§ DIRECTIONS: An exact transcription of all the records, free of pictures, is the expected answer.

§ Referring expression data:
· · ·

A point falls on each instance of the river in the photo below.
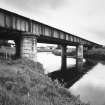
(91, 87)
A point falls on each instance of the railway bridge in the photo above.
(27, 32)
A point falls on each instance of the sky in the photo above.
(83, 18)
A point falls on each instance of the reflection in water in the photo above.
(91, 87)
(51, 62)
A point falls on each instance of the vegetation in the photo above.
(22, 82)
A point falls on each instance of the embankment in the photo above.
(22, 82)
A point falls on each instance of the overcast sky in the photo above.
(84, 18)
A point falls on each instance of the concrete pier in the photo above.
(79, 58)
(63, 57)
(26, 46)
(29, 47)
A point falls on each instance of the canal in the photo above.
(90, 86)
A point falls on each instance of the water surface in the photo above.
(91, 87)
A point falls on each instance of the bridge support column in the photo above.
(27, 47)
(63, 57)
(79, 58)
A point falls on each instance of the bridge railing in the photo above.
(17, 22)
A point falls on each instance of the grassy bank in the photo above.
(22, 82)
(97, 54)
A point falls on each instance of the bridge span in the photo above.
(27, 32)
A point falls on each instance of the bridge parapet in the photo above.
(15, 22)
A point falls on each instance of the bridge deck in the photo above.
(12, 25)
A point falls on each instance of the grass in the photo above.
(22, 82)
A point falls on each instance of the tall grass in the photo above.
(21, 83)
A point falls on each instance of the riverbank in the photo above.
(22, 82)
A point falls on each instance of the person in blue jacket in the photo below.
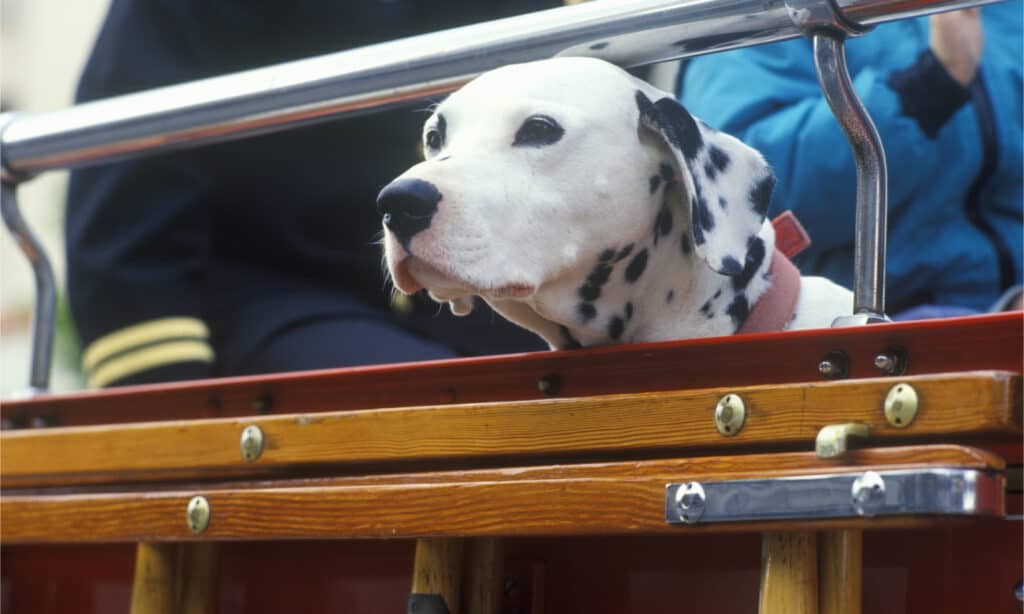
(945, 93)
(257, 255)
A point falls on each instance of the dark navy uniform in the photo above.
(257, 255)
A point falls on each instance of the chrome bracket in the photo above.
(884, 493)
(828, 28)
(44, 315)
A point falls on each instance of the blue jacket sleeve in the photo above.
(769, 97)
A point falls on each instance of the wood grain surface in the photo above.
(788, 573)
(983, 342)
(840, 571)
(602, 498)
(950, 405)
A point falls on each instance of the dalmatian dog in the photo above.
(590, 208)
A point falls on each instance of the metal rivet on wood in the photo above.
(901, 405)
(730, 413)
(198, 515)
(252, 443)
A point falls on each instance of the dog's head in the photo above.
(548, 174)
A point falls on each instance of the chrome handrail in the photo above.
(272, 98)
(624, 32)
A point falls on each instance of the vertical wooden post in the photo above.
(788, 573)
(200, 562)
(155, 587)
(484, 576)
(437, 571)
(840, 570)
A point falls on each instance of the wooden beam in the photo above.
(788, 573)
(984, 342)
(581, 499)
(967, 404)
(155, 587)
(840, 571)
(483, 576)
(437, 570)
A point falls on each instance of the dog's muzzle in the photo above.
(407, 207)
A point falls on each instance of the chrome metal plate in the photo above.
(904, 492)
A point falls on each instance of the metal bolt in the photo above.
(690, 499)
(549, 385)
(198, 515)
(730, 413)
(901, 405)
(868, 493)
(891, 361)
(252, 443)
(835, 364)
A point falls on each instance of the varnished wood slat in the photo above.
(200, 570)
(606, 498)
(788, 573)
(437, 569)
(984, 342)
(155, 588)
(482, 580)
(840, 571)
(977, 403)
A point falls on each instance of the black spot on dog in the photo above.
(587, 311)
(704, 220)
(590, 293)
(710, 170)
(675, 124)
(738, 310)
(591, 289)
(761, 194)
(615, 327)
(655, 182)
(730, 266)
(755, 257)
(636, 266)
(663, 224)
(666, 171)
(718, 158)
(570, 342)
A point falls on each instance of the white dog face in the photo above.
(541, 178)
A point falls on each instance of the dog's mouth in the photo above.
(412, 274)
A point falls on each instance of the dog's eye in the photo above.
(538, 131)
(433, 140)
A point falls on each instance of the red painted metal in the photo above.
(986, 342)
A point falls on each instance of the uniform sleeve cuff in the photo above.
(928, 93)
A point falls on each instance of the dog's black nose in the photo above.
(408, 206)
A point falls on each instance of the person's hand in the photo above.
(955, 41)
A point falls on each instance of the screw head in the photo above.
(730, 413)
(252, 443)
(901, 405)
(690, 499)
(867, 493)
(198, 515)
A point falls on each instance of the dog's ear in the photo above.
(728, 183)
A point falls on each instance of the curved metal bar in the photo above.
(625, 32)
(44, 316)
(869, 156)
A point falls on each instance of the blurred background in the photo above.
(43, 46)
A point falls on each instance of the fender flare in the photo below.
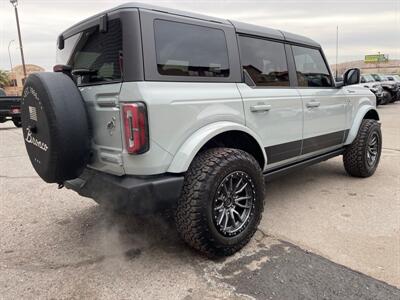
(357, 122)
(198, 139)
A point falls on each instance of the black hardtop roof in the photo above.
(240, 27)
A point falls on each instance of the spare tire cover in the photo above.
(55, 126)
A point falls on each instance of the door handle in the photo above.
(313, 104)
(260, 108)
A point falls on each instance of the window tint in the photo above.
(265, 61)
(311, 68)
(190, 50)
(99, 53)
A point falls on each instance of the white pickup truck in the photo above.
(151, 107)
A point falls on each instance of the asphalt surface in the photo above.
(323, 235)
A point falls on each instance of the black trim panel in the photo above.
(283, 151)
(322, 141)
(299, 165)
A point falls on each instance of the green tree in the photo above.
(4, 78)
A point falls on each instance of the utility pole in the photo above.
(9, 54)
(15, 4)
(337, 49)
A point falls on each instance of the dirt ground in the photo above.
(323, 235)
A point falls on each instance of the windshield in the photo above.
(96, 57)
(383, 77)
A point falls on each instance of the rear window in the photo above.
(265, 61)
(311, 68)
(190, 50)
(97, 54)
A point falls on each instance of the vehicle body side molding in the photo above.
(197, 140)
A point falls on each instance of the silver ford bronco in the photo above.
(151, 108)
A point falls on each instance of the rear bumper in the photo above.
(140, 194)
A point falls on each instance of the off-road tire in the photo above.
(17, 122)
(194, 210)
(355, 156)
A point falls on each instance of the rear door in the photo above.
(324, 104)
(272, 108)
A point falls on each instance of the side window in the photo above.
(190, 50)
(311, 68)
(265, 61)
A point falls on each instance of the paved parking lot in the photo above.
(323, 235)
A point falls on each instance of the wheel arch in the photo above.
(220, 134)
(365, 112)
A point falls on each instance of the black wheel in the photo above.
(222, 201)
(361, 158)
(17, 122)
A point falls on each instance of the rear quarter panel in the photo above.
(175, 111)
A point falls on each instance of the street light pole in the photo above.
(337, 49)
(9, 54)
(15, 4)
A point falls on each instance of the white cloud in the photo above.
(365, 26)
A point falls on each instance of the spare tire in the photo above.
(55, 126)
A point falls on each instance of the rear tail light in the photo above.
(136, 127)
(15, 110)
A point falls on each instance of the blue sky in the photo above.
(365, 27)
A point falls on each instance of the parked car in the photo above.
(395, 78)
(156, 108)
(10, 108)
(382, 96)
(392, 87)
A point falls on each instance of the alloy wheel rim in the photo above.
(372, 149)
(233, 204)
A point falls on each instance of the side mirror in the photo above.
(352, 76)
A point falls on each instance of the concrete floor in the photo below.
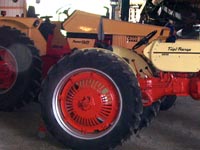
(176, 129)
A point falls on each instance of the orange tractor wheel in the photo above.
(20, 67)
(91, 100)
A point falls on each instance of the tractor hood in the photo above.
(83, 22)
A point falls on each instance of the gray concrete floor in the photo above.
(176, 129)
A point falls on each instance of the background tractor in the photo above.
(100, 88)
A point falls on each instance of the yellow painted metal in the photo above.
(137, 64)
(181, 56)
(58, 40)
(124, 34)
(26, 26)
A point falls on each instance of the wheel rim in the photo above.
(87, 103)
(8, 69)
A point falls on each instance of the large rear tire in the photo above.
(27, 65)
(91, 100)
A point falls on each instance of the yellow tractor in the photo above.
(107, 79)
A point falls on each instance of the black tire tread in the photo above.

· · ·

§ ANSWER BOX:
A point falls on each instance of the river in the photo below.
(91, 87)
A point falls on each instance of the railway bridge in the photo above.
(27, 32)
A point falls on each instance of the sky in the photo above.
(83, 18)
A point falls on each instance of the reflection in water in the photo above.
(91, 87)
(51, 62)
A point falls on each instance of the vegetation in the photo above.
(22, 82)
A point falls on each instance of the embankment in the photo above.
(22, 82)
A point falls on each instance of the overcast sky in the photo above.
(84, 18)
A point falls on each instance of the concrete pier in the photo above.
(79, 58)
(63, 57)
(26, 46)
(29, 47)
A point falls on each instance of the canal in the photo above.
(90, 86)
A point falls on each instance of the water surface in the photo above.
(91, 87)
A point falls on each instance of the bridge support column in the photo above.
(27, 47)
(63, 57)
(79, 58)
A point falls on each instance of the bridge railing in the photo above.
(17, 22)
A point falls on each instance of the grassy bank in the photo above.
(22, 82)
(97, 54)
A point falls on each instance of the bridge span in the photo above.
(27, 32)
A point falls on each instance of the bridge parapet in the photo above.
(15, 22)
A point falls on each instance of the bridge deck in the photo above.
(12, 25)
A point falls on each instance of the grass in the photo above.
(22, 82)
A point falls on each instance of the tall grass in the photo above.
(21, 83)
A point falls on each instance of the riverbank in the photo above.
(22, 82)
A point falls on each instance of the person in blue jacket in the photo below.
(945, 93)
(257, 255)
A point falls on each instance of the dark navy uniform in the photo above.
(257, 255)
A point falls on each instance of the chrome bracket in the photo above.
(884, 493)
(828, 28)
(44, 315)
A point falls on each instance of the blue jacket sleeve in the photo above.
(769, 97)
A point falls on each instance of the wood grain surface in the photo above.
(788, 573)
(983, 342)
(840, 571)
(602, 498)
(950, 405)
A point falls on each instance of the dalmatian dog in the photo above.
(590, 208)
A point falls on each instance of the metal rivet on wood in the photo above.
(901, 405)
(730, 413)
(198, 515)
(252, 443)
A point falls on each instance of the dog's head in the photo above.
(548, 174)
A point falls on each instance of the chrome handrail in the photo above.
(272, 98)
(624, 32)
A point falls on each instance of the vertical wooden post in the photo above.
(788, 573)
(200, 562)
(155, 587)
(484, 576)
(437, 571)
(840, 570)
A point falls on each instance of the wooden beam in the photo above.
(788, 573)
(984, 342)
(581, 499)
(967, 404)
(155, 587)
(840, 571)
(483, 576)
(437, 570)
A point falls on each instance of the dog's muzzle in the photo above.
(407, 207)
A point falls on each instance of the chrome metal plate in the photo above.
(904, 492)
A point falls on each instance of the metal bolt in the photo above.
(690, 499)
(549, 385)
(198, 515)
(730, 413)
(901, 405)
(868, 493)
(891, 361)
(252, 443)
(835, 364)
A point falls on each instance of the varnished wood slat in the photo above.
(200, 570)
(606, 498)
(788, 573)
(437, 569)
(984, 342)
(155, 588)
(482, 580)
(840, 571)
(977, 403)
A point falls on each instance of the black spot on dog in the photo above.
(587, 311)
(704, 220)
(590, 293)
(710, 170)
(675, 124)
(738, 310)
(591, 289)
(761, 194)
(615, 327)
(655, 182)
(730, 266)
(755, 257)
(636, 266)
(663, 224)
(666, 171)
(718, 158)
(570, 342)
A point falls on each instance of the white dog face in the photo above.
(541, 178)
A point falls on each instance of the dog's mouth in the photo above.
(412, 274)
A point falls on each instance of the dog's eye in the photo above.
(538, 131)
(433, 140)
A point falls on each instance of the red painted metal in the photo above.
(986, 342)
A point falls on each instance of the uniform sleeve cuff in the photo above.
(928, 93)
A point falls on each instance of the dog's black nose in the photo above.
(408, 206)
A point falls on each instance of the person's hand in the photo above.
(955, 41)
A point falls on each instance of the screw head in the photo above.
(730, 413)
(252, 443)
(901, 405)
(690, 499)
(867, 493)
(198, 515)
A point falls on each instance of the dog's ear in the photo above.
(728, 183)
A point falls on each instance of the curved metal bar in the photo above.
(625, 32)
(44, 316)
(869, 156)
A point falls on each instance of the blurred background in the photo above.
(43, 46)
A point falls on each instance of the fender flare in the photo below.
(357, 122)
(198, 139)
A point falls on each instance of the black hardtop roof in the photo above.
(240, 27)
A point falls on each instance of the spare tire cover in the photo above.
(55, 126)
A point falls on each instance of the door handle in the photo above.
(313, 104)
(260, 108)
A point falls on each instance of the window tint in the photo above.
(265, 61)
(311, 68)
(190, 50)
(99, 53)
A point falls on each instance of the white pickup truck in the photo above.
(151, 107)
A point falls on each instance of the asphalt surface in the photo above.
(323, 235)
A point falls on each instance of the black trim panel in the photo above.
(283, 151)
(322, 141)
(299, 165)
A point falls on each instance of the green tree in the photo above.
(4, 78)
A point falls on each instance of the utility pole in the photo above.
(9, 54)
(15, 4)
(337, 49)
A point falls on each instance of the dirt ground in the photo above.
(323, 235)
A point falls on each instance of the windshield in the photo above.
(96, 57)
(383, 77)
A point falls on each instance of the rear window in the photo above.
(265, 61)
(311, 68)
(190, 50)
(97, 54)
A point falls on each instance of the vehicle body side molding in the photo above.
(197, 140)
A point falls on each instance of the silver ford bronco in the photo above.
(151, 108)
A point falls on each instance of the rear bumper in the photo above.
(140, 194)
A point falls on each instance of the off-road tire in the photo above.
(17, 122)
(194, 210)
(355, 156)
A point falls on each instance of the rear door in the photo above.
(324, 104)
(272, 108)
A point falls on each instance of the side window in the photo above.
(190, 50)
(311, 68)
(265, 61)
A point falls on each instance of the paved parking lot in the photo above.
(323, 235)
A point falls on each instance of the wheel arch in the photo above.
(220, 134)
(365, 112)
A point falls on each instance of the black wheel in the photo above.
(222, 201)
(361, 158)
(17, 122)
A point falls on each instance of the rear quarter panel in the photo above.
(175, 111)
A point falls on each instance of the street light pole in the photo above.
(337, 49)
(9, 54)
(15, 4)
A point falls on each instance of the white cloud in the photo above.
(365, 26)
A point falls on each instance of the spare tire in the photo above.
(55, 126)
A point falls on each instance of the rear tail light in the photo above.
(136, 127)
(15, 110)
A point falls on each instance of the blue sky in the photo above.
(365, 27)
A point falls on each instance of the parked car in the photo above.
(395, 78)
(156, 108)
(10, 108)
(382, 96)
(392, 87)
A point falls on each instance of the alloy wheel rim in the photo above.
(372, 149)
(233, 204)
A point falls on each instance of the side mirror in the photo above.
(352, 76)
A point falls on each instance of the concrete floor in the photo below.
(176, 129)
A point falls on each instance of the orange tractor wheel in the photo above.
(20, 67)
(91, 100)
A point falls on each instance of the tractor hood in the photo above.
(83, 22)
A point falls on each instance of the gray concrete floor in the photo above.
(176, 129)
A point falls on each instance of the background tractor in the photo above.
(100, 88)
A point falls on each instance of the yellow painted metal in the photo above.
(137, 64)
(181, 56)
(58, 40)
(124, 34)
(26, 26)
A point falls on each instance of the wheel rim in the photo above.
(87, 103)
(8, 69)
A point falls on each instance of the large rear tire in the photo above.
(27, 65)
(91, 100)
A point falls on each instance of the yellow tractor in the photo above.
(107, 79)
A point falls on each instance of the black tire tread in the photo above.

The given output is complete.